## EXERCISE PROMPT:
Would you copy the listing below exactly, keeping the pictures out?

--

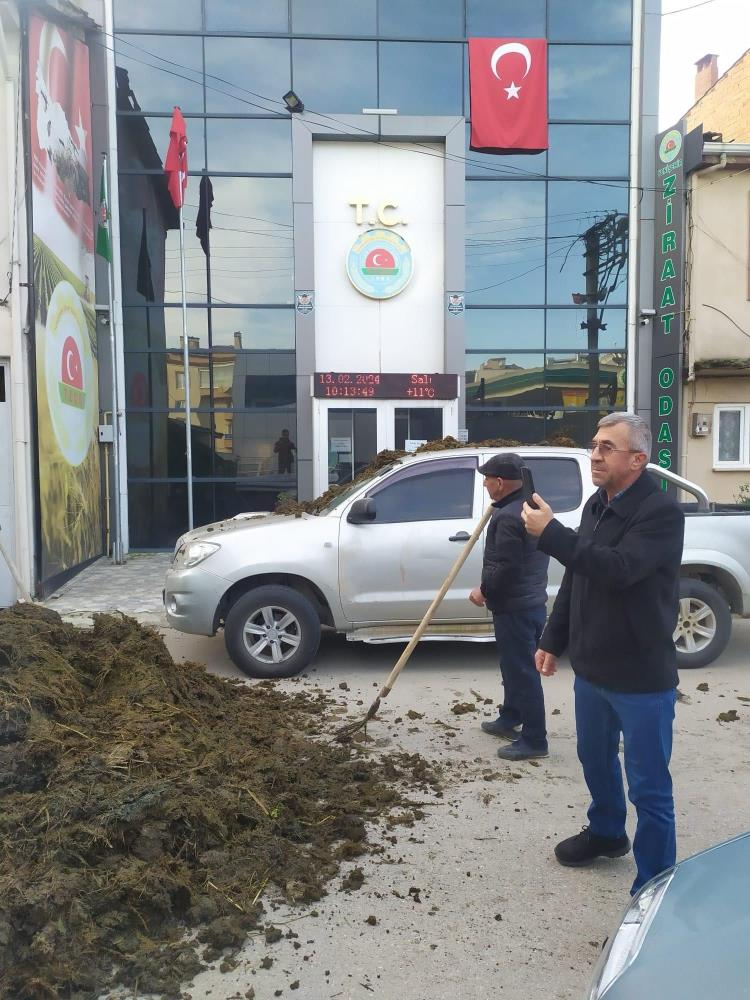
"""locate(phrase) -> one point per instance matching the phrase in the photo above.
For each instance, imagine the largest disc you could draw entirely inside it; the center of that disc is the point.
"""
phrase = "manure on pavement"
(147, 807)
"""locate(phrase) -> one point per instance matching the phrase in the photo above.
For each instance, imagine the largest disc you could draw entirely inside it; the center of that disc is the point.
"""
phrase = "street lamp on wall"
(293, 103)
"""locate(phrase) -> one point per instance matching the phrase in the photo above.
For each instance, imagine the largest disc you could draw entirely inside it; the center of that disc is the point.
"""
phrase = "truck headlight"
(623, 947)
(191, 553)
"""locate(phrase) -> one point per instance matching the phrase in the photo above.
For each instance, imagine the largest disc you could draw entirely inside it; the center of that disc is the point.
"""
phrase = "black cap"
(508, 465)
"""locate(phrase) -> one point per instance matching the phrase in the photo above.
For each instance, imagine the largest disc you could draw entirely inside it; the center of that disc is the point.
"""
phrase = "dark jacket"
(617, 606)
(514, 573)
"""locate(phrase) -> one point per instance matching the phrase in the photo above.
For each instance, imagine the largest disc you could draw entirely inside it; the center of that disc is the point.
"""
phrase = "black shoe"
(575, 852)
(500, 728)
(521, 750)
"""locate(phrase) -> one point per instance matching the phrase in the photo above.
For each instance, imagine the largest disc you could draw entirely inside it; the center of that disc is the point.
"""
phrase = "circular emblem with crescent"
(670, 145)
(379, 264)
(69, 374)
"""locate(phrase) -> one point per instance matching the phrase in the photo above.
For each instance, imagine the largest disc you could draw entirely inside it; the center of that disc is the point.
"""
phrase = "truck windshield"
(352, 488)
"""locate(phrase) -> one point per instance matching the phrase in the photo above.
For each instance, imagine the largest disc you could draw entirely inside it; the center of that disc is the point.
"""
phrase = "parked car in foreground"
(685, 935)
(369, 564)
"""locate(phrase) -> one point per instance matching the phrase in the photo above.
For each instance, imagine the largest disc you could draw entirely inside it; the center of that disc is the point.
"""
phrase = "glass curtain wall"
(546, 236)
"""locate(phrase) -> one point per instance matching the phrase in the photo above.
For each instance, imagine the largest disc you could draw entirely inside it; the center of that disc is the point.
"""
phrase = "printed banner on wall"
(67, 377)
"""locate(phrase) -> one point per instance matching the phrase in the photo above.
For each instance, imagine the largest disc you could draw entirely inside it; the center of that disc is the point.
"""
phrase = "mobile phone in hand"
(528, 487)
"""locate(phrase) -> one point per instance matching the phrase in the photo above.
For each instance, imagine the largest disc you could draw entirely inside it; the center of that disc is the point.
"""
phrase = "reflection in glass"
(504, 329)
(260, 15)
(246, 442)
(573, 428)
(152, 80)
(589, 150)
(156, 444)
(332, 17)
(247, 329)
(349, 81)
(352, 442)
(504, 379)
(157, 514)
(504, 242)
(167, 15)
(586, 379)
(159, 329)
(137, 135)
(569, 328)
(251, 216)
(246, 67)
(417, 19)
(415, 424)
(587, 232)
(250, 145)
(589, 20)
(421, 78)
(505, 19)
(517, 426)
(589, 82)
(506, 167)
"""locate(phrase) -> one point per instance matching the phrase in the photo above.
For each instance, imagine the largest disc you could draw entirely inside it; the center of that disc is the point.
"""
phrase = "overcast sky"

--

## TASK OUTPUT:
"""locate(phrase) -> one point per instance matching the phrase in the photo above.
For each instance, imagine the largest disc you could draw entirely inside it; the center of that disc is the point.
"""
phrase = "manure on pavement"
(147, 807)
"""locate(phrase) -> one point per instance matching the phrase in the photo above.
For each instance, imagine the largest disc you could draw entirely inside it; the center of that disc is the point.
"""
phrase = "street lamp on wall"
(293, 103)
"""locate(phrase) -> one point per instance matching the phrase in the photo above.
For each instance, imagine the largest disc you could draw entirely inside it; the center of that disc is the point.
"""
phrase = "truck headlight"
(623, 947)
(191, 553)
"""locate(phrase) -> one point per instance matching the phrase in the photo above.
For each instance, imagine the largest disc you could draw entirely inside it; the center of that disc is the point.
"""
phrase = "black cap"
(508, 465)
"""locate(phrase) -> one point per instance matching the phrase in the photo above.
For each instance, imagine the largest disc you could draw entirely inside it; the center of that disc is the point.
"""
phrase = "dark jacket"
(617, 606)
(514, 573)
"""locate(phrase) -> one point per instance matching the phrase in the photo above.
For each instance, imagine the largest disc you could draw entirely inside it; the center of that disc is the point.
"""
phrase = "black shoe"
(575, 852)
(500, 728)
(521, 750)
"""locate(phrase) -> one point per instance matching the phrase in the photo above.
For each instance, imagine the largest disc you could draw entirely inside it; the center of that disc is the point.
"""
phrase = "circular emblem with crescent"
(670, 145)
(379, 264)
(69, 374)
"""locate(phrase) -> one point per instance matching the phrase in the photo above.
For each instance, imagine the largest disc you could draw entirely inside it; the center of that disc is the point.
"""
phrase = "truck windshield"
(352, 488)
"""locate(phrase) -> one point per instance matching the phrase in the photo above.
For each instance, imagine the largest disc you could draw entirely inside it; the center of that disc is the point.
"""
phrase = "parked car in foreground"
(685, 935)
(369, 564)
"""locate(phrase) -> one point per instance matching the phrase in the photo above.
For each instance, imagine the largest disc you could draw entirely inside it; the center of that disc is the point.
"""
phrase = "glass curtain wall"
(546, 236)
"""locate(phrase) -> one point per instance matching the phrase in the photo above.
For each instance, imagine the largest disc you could draw entirely inside it; the center of that disc is the point.
"""
phrase = "printed banner on wall"
(67, 377)
"""locate(phrase) -> one point per instance matching the phrase in the photo above.
For each instance, imagine the largest disc you could draw entirely inside it; the center of that disc is the point.
"""
phrase = "mobile phone in hand"
(528, 487)
"""locate(phrase) -> one point per instance matching the phrase in the photo above.
For each instance, imagine the largest disc you could draw entirely inside it; the center of that disc is the point.
"""
phrase = "reflection in glass"
(504, 329)
(260, 15)
(246, 442)
(573, 428)
(152, 80)
(589, 150)
(156, 444)
(332, 17)
(247, 329)
(349, 81)
(352, 442)
(504, 379)
(157, 514)
(504, 242)
(167, 15)
(586, 379)
(159, 329)
(137, 135)
(569, 328)
(251, 216)
(246, 67)
(417, 19)
(415, 424)
(587, 232)
(250, 145)
(589, 20)
(421, 78)
(505, 19)
(517, 426)
(589, 82)
(506, 167)
"""locate(phrase) -> one point per instance matching the phrase in the photo above.
For each instance, imagine the largest disc you could draw entirely inside it; the center of that disc is the point.
"""
phrase = "overcast sky"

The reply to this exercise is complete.